Copy out exactly the lines from the line containing "Indicate the water" to the end of the listing.

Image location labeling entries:
[Begin]

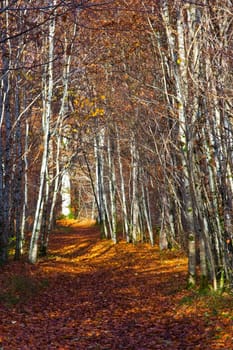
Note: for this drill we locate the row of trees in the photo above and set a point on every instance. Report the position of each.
(127, 109)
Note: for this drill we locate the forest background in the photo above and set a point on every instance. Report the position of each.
(120, 110)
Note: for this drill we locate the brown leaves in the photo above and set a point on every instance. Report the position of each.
(105, 296)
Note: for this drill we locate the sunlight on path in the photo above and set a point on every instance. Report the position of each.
(93, 294)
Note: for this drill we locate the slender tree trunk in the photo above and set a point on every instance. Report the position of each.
(48, 86)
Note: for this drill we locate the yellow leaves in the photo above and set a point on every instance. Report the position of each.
(97, 112)
(89, 107)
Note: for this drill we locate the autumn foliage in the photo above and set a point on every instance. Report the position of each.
(91, 294)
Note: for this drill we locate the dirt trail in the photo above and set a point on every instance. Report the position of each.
(93, 294)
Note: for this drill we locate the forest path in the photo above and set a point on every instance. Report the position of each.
(91, 294)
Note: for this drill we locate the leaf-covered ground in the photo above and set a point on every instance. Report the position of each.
(91, 294)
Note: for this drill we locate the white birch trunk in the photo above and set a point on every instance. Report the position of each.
(48, 86)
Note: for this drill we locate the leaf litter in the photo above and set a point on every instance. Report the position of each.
(91, 294)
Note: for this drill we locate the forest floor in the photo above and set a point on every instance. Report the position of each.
(89, 294)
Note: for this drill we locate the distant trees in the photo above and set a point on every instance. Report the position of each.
(134, 99)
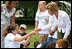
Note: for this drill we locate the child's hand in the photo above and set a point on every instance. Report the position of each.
(38, 29)
(51, 33)
(46, 19)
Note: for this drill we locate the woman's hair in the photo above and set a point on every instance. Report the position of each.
(9, 29)
(39, 3)
(51, 45)
(52, 7)
(8, 3)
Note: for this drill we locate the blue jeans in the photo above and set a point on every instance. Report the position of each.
(50, 39)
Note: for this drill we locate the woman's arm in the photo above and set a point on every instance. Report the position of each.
(13, 19)
(1, 8)
(19, 39)
(27, 41)
(51, 32)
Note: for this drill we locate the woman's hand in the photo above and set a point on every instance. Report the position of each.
(46, 19)
(38, 29)
(1, 8)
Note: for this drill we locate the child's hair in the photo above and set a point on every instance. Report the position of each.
(36, 43)
(38, 5)
(9, 29)
(52, 7)
(8, 3)
(51, 45)
(62, 43)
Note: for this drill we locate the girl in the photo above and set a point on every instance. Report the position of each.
(13, 39)
(42, 20)
(7, 12)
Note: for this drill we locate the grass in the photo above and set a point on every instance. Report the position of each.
(34, 37)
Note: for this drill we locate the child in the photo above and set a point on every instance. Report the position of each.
(61, 43)
(36, 43)
(7, 16)
(13, 39)
(22, 32)
(61, 20)
(42, 18)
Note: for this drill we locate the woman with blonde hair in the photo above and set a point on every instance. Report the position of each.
(41, 19)
(7, 16)
(59, 20)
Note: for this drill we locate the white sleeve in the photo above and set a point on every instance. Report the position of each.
(21, 42)
(68, 25)
(37, 17)
(49, 25)
(11, 13)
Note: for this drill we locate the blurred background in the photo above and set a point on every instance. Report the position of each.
(26, 11)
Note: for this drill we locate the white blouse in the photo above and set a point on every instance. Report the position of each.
(40, 17)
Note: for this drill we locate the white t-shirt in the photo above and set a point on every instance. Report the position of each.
(40, 17)
(64, 23)
(9, 41)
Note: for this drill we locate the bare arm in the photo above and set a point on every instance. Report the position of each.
(36, 24)
(51, 32)
(27, 41)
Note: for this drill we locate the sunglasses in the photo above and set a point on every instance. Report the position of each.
(22, 28)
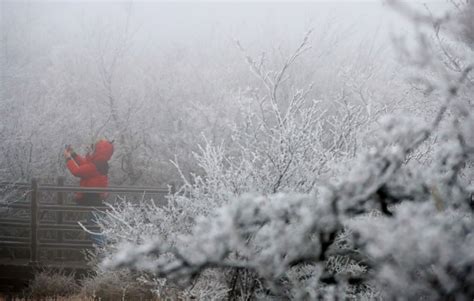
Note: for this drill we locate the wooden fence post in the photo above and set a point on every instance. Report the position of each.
(34, 222)
(59, 216)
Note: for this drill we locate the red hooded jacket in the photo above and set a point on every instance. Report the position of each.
(92, 169)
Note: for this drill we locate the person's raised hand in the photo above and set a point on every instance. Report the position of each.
(67, 153)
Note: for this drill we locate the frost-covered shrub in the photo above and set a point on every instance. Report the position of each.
(390, 226)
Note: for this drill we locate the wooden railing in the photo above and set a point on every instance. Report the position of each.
(60, 225)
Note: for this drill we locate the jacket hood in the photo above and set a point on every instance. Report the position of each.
(103, 151)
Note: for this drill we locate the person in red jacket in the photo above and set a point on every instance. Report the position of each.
(92, 170)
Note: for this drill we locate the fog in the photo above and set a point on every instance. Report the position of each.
(303, 150)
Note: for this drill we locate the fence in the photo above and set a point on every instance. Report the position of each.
(35, 206)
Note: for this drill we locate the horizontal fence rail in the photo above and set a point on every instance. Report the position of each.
(32, 225)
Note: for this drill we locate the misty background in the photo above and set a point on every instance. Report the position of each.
(158, 77)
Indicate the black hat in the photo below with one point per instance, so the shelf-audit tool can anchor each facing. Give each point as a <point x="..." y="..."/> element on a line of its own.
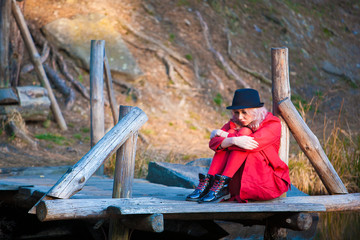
<point x="246" y="98"/>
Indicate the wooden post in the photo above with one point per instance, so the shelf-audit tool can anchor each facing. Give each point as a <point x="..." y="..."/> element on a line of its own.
<point x="311" y="146"/>
<point x="35" y="58"/>
<point x="110" y="90"/>
<point x="280" y="91"/>
<point x="123" y="177"/>
<point x="5" y="11"/>
<point x="97" y="93"/>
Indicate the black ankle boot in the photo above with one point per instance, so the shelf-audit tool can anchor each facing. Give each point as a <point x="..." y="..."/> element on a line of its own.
<point x="205" y="182"/>
<point x="219" y="190"/>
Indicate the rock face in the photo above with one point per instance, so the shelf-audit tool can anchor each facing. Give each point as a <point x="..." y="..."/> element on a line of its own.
<point x="75" y="35"/>
<point x="171" y="174"/>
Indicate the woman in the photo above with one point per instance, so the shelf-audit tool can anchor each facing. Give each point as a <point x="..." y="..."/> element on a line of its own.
<point x="246" y="165"/>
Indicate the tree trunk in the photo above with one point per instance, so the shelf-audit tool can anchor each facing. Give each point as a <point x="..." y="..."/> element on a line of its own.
<point x="5" y="11"/>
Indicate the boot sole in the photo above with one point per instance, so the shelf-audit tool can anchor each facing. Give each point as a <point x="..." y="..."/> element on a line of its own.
<point x="226" y="197"/>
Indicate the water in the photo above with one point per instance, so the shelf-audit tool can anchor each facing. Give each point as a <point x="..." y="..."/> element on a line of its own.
<point x="329" y="226"/>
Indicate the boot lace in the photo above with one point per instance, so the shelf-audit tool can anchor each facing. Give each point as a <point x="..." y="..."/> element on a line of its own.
<point x="202" y="183"/>
<point x="217" y="185"/>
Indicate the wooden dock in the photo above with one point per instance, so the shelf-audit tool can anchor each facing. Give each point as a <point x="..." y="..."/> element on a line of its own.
<point x="95" y="201"/>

[End]

■ TASK SOLUTION ■
Indicate the water in the photo above with one point per instance, so the shelf-audit tool can anchor each facing. Give each point as a <point x="..." y="..."/> element on a line of its own.
<point x="329" y="226"/>
Indicate the boot lace in the photo above with one point per instance, so the shelf-audit tool can anchor each facing. Give each point as a <point x="..." y="..."/> element on a line of its own.
<point x="202" y="183"/>
<point x="217" y="185"/>
Indicate the wooden dock in the photo above with one point per instance, so the shelf-audit tool can anchor each facing. Give each point as a <point x="..." y="..."/> element on a line of its own.
<point x="95" y="201"/>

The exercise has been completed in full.